My view is based up on the fact that millions of people "use" Excel, but not many people really know how to use it effectively.  

You probably want someone that has above average knowledge of Excel.    (or if they need to know how to use Pivottables or any of that other junk, tell them what you need)


----------



## Andrew Fergus (Feb 8, 2006)

I had an interview with a recruitment manager last week and his definition of a 'power' user was someone who could do a vlookup and a pivot table in Excel.  Now I can do that but I don't consider myself to be a power user of Excel.  In reply to your question I consider those skills to be 'average'.  But I also agree with Mark that the average user might not know how to do those things given we (i.e. the general populace, not the Excel gurus you see on this forum) only use 10% or less of the available functionality within Excel (and 10% our brains, but that's just my opinion!)
Andrew


----------



## RichardS (Feb 8, 2006)

Mark,

Pivottables are junk. That's an interesting observation.

Richard


----------



## Norie (Feb 9, 2006)

In the last job I had working directly with Excel they thought that the person 
who recorded a macro, pasted the generated code to a worksheet,
distributed that worksheet,
 with instructions of how to paste it back into the VBA editor, was an expert.

And no it wasn't me. 

Also in that job I encountered a creature called a 'Business Analyst'.

He liked his coffee that guy, and I found out why.

After he left (or was sacked-never found out), I was handed some of his work to take a look at.

7 A4 pages of code to do what could be accomplished with a few simple COUNTIFs, 
and that code took >3 hours to run, hence the time for coffee.

I imported the data into Access, set up appropriate queries in about 5 minutes and after running the queries had the answers in seconds.

By the way I'm in no way boasting, this guy was getting paid about £500 a day,
I was on £7.50 an hour.


----------



## Richard Schollar (Feb 9, 2006)

MATERIAL:
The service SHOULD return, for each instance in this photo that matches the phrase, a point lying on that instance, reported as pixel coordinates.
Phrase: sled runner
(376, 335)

GIVEN EXERCISE 1:
Answer these questions using the Excel forum thread:
(a) How did the recruitment manager whom Andrew Fergus mentions define a 'power' user?
(b) How long did the Business Analyst's code take to run?
(c) What hourly pay does Norie report receiving?
GIVEN EXERCISE 2:
Resume the Excel forum thread from its last line and continue the discussion.

ANSWER 1:
(a) Someone who could do a vlookup and a pivot table in Excel.
(b) More than 3 hours.
(c) £7.50 an hour.

ANSWER 2:
In my own experience, I would say that Pivot Tables were pretty much restricted to above average users, but this needs to be tempered by the situation at hand (like you have already mentioned): in my area of finance, pivot tables are common place and virtually everybody uses/has used them (not to their full utility i would hasten to add however).  I think knowledge of SUMIF (in non-financial situations) marks somebody out as above average.  Using VLOOKUP is the "average".

Before I joined the department where I now work, their idea of a serious power user was someone who could record a macro for refreshing query tables and printing off data sheets!

Richard



> I was on £7.50 an hour



Norie, I'm sure you were worth every penny :wink:


----------



## LySeRGinator (Feb 9, 2006)

I don't think the ability of an Excel user is strictly limited to within the application.

Along with the basic knowledge of the different functions etc. an effective user must also hold some knowledge of relational database theory and lateral thinking, in terms of what is possible and what is not possible given what you have to work with. Identifying limitations of data sources, as well as an understanding of what may be lacking and hence blocking the end deliverable, together with the knowledge to apply it all to Excel using functions, is in my view an effective user of Excel. ANd I'd also add that an average user of Excel should be an effective user of Excel.


----------



## Cbrine (Feb 9, 2006)

LySeRginator,
  Some good points.  My knowledge touches on everything from Excel, to MSacces, to SQL Server, VB, VBA, AS400, to setting up software, etc....  If I didn't have most of my other knowledge, I wouldn't be anywhere near as effective.  I know when to use Excel, or when to use Access or when to use SQL server.

Norie,
   I'm a Business Analyst, so they are not all idiots, there is hope!(Are they paying you the £500 yet!!)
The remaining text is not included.